**Directions:** Repeat the listing exactly. Pictures stay out of your copy.

**Extracted records:**
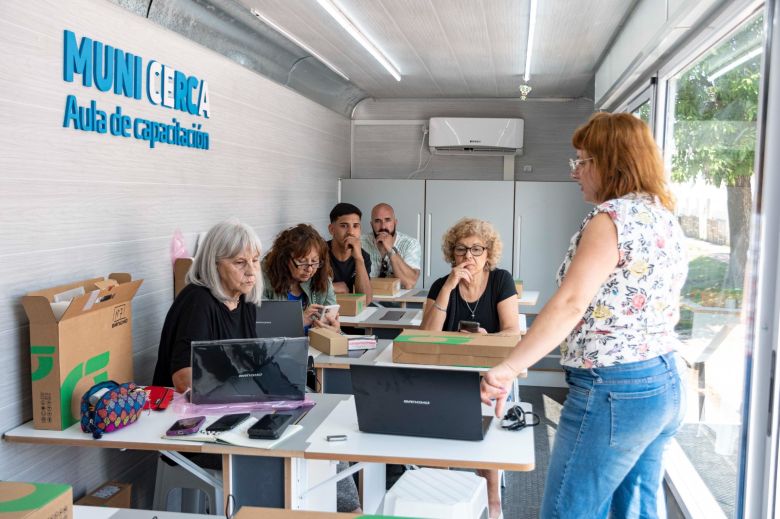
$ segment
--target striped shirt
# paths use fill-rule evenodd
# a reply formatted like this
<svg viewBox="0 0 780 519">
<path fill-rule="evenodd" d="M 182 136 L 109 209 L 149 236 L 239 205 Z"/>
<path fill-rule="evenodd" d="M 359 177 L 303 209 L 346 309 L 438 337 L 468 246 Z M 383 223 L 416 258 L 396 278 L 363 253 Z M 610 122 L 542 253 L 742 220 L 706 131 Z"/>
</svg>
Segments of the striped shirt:
<svg viewBox="0 0 780 519">
<path fill-rule="evenodd" d="M 362 235 L 360 237 L 360 242 L 363 250 L 368 252 L 371 256 L 371 272 L 369 272 L 368 275 L 372 278 L 378 277 L 379 269 L 382 268 L 382 255 L 379 253 L 379 249 L 376 246 L 373 233 Z M 413 269 L 420 270 L 422 249 L 420 248 L 419 241 L 400 231 L 396 231 L 394 247 L 398 249 L 398 254 L 401 255 L 401 259 L 404 260 L 404 263 Z M 392 274 L 393 265 L 390 264 L 388 275 Z"/>
</svg>

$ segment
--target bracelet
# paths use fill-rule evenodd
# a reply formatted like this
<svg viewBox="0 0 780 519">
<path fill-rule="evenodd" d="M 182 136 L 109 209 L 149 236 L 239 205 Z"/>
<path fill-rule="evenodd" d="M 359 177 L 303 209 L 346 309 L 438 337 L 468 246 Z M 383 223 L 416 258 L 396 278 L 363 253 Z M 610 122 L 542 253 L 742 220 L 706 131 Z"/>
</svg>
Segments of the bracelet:
<svg viewBox="0 0 780 519">
<path fill-rule="evenodd" d="M 433 302 L 433 307 L 440 312 L 444 312 L 445 314 L 447 313 L 447 309 L 444 308 L 443 306 L 439 306 L 439 304 L 436 301 Z"/>
</svg>

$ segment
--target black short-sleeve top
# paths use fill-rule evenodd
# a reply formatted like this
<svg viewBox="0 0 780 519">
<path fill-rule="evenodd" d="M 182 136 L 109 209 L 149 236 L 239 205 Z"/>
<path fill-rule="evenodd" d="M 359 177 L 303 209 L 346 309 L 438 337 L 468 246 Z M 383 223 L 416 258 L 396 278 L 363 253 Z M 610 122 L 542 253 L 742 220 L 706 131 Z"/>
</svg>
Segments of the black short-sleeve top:
<svg viewBox="0 0 780 519">
<path fill-rule="evenodd" d="M 176 297 L 165 317 L 153 383 L 173 386 L 173 374 L 190 367 L 192 341 L 257 337 L 257 306 L 239 299 L 229 310 L 211 291 L 189 284 Z"/>
<path fill-rule="evenodd" d="M 428 290 L 428 299 L 436 301 L 446 280 L 447 276 L 443 276 L 433 282 Z M 460 321 L 478 321 L 479 325 L 488 333 L 499 332 L 501 331 L 501 323 L 498 319 L 498 303 L 515 294 L 517 294 L 517 289 L 512 274 L 503 269 L 491 270 L 488 274 L 485 291 L 477 301 L 466 303 L 457 288 L 450 293 L 447 316 L 444 318 L 442 330 L 454 332 L 458 330 L 458 322 Z M 471 317 L 472 310 L 474 311 L 473 318 Z"/>
</svg>

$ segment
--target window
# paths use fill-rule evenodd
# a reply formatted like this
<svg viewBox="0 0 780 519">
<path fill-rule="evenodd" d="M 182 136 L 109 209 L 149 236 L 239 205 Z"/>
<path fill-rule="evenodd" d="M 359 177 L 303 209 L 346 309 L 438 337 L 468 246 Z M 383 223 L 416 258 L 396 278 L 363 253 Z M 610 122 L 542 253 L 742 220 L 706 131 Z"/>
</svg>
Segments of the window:
<svg viewBox="0 0 780 519">
<path fill-rule="evenodd" d="M 754 16 L 672 77 L 663 146 L 689 259 L 677 326 L 688 408 L 676 441 L 726 517 L 735 514 L 742 456 L 742 295 L 762 50 L 763 17 Z"/>
</svg>

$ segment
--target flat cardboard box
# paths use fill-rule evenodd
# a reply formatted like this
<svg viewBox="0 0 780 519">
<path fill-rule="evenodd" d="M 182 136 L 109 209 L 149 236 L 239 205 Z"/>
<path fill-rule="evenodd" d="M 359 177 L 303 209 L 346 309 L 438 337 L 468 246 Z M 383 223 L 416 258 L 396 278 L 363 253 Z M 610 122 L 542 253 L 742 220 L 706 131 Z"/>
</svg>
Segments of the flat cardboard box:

**Task response:**
$ segment
--target striped shirt
# paths use fill-rule evenodd
# a reply formatted like this
<svg viewBox="0 0 780 519">
<path fill-rule="evenodd" d="M 182 136 L 109 209 L 149 236 L 239 205 Z"/>
<path fill-rule="evenodd" d="M 359 177 L 303 209 L 346 309 L 438 337 L 468 246 Z M 383 223 L 416 258 L 396 278 L 363 253 Z M 610 122 L 542 253 L 742 220 L 706 131 Z"/>
</svg>
Segments of the striped shirt:
<svg viewBox="0 0 780 519">
<path fill-rule="evenodd" d="M 362 235 L 360 237 L 360 242 L 363 250 L 368 252 L 371 256 L 371 272 L 369 272 L 368 275 L 372 278 L 378 277 L 379 269 L 382 268 L 382 255 L 379 253 L 379 249 L 376 246 L 373 233 Z M 413 269 L 420 270 L 422 249 L 420 248 L 419 241 L 400 231 L 396 231 L 394 247 L 398 249 L 398 254 L 401 255 L 401 259 L 404 260 L 404 263 Z M 392 274 L 393 265 L 390 264 L 388 275 Z"/>
</svg>

$ segment
--target bracelet
# paths use fill-rule evenodd
# a reply formatted like this
<svg viewBox="0 0 780 519">
<path fill-rule="evenodd" d="M 182 136 L 109 209 L 149 236 L 239 205 Z"/>
<path fill-rule="evenodd" d="M 359 177 L 303 209 L 346 309 L 438 337 L 468 246 Z M 383 223 L 416 258 L 396 278 L 363 253 Z M 610 122 L 542 253 L 742 220 L 706 131 Z"/>
</svg>
Segments of the bracelet:
<svg viewBox="0 0 780 519">
<path fill-rule="evenodd" d="M 433 302 L 433 307 L 440 312 L 444 312 L 445 314 L 447 313 L 447 309 L 444 308 L 443 306 L 439 306 L 439 304 L 436 301 Z"/>
</svg>

$ segment
--target black short-sleeve top
# paths use fill-rule evenodd
# a reply formatted like this
<svg viewBox="0 0 780 519">
<path fill-rule="evenodd" d="M 182 136 L 109 209 L 149 236 L 239 205 Z"/>
<path fill-rule="evenodd" d="M 359 177 L 303 209 L 346 309 L 438 337 L 468 246 Z M 383 223 L 416 258 L 396 278 L 363 253 Z M 610 122 L 542 253 L 742 220 L 706 131 Z"/>
</svg>
Segments of the black short-sleeve top:
<svg viewBox="0 0 780 519">
<path fill-rule="evenodd" d="M 176 297 L 165 317 L 153 383 L 173 386 L 173 374 L 190 367 L 192 341 L 257 337 L 257 306 L 239 299 L 229 310 L 211 291 L 189 284 Z"/>
<path fill-rule="evenodd" d="M 428 290 L 428 299 L 436 301 L 446 280 L 447 276 L 443 276 L 433 282 Z M 460 321 L 478 321 L 479 325 L 488 333 L 499 332 L 501 331 L 501 323 L 498 319 L 498 303 L 515 294 L 517 294 L 517 289 L 512 274 L 503 269 L 491 270 L 488 274 L 485 291 L 477 301 L 466 303 L 457 288 L 450 293 L 447 316 L 444 318 L 442 330 L 454 332 L 458 330 L 458 322 Z M 471 317 L 472 310 L 474 311 L 473 318 Z"/>
</svg>

$ segment
--target window
# paths use fill-rule evenodd
# a reply formatted like this
<svg viewBox="0 0 780 519">
<path fill-rule="evenodd" d="M 182 136 L 109 209 L 149 236 L 239 205 Z"/>
<path fill-rule="evenodd" d="M 359 177 L 303 209 L 346 309 L 438 337 L 468 246 Z M 383 223 L 416 258 L 396 278 L 363 253 Z M 610 122 L 542 253 L 742 220 L 706 131 Z"/>
</svg>
Segments of the window:
<svg viewBox="0 0 780 519">
<path fill-rule="evenodd" d="M 754 16 L 672 77 L 663 146 L 689 259 L 677 326 L 688 408 L 676 441 L 726 517 L 735 514 L 742 456 L 742 295 L 762 50 L 763 17 Z"/>
</svg>

$ segment
--target flat cardboard box
# paths use fill-rule evenodd
# a reply formatted like this
<svg viewBox="0 0 780 519">
<path fill-rule="evenodd" d="M 182 136 L 109 209 L 149 236 L 239 205 Z"/>
<path fill-rule="evenodd" d="M 359 177 L 303 209 L 346 309 L 438 337 L 468 246 Z M 383 223 L 416 258 L 396 278 L 363 253 Z M 610 122 L 542 253 L 742 220 L 706 131 Z"/>
</svg>
Segments of the flat cardboard box:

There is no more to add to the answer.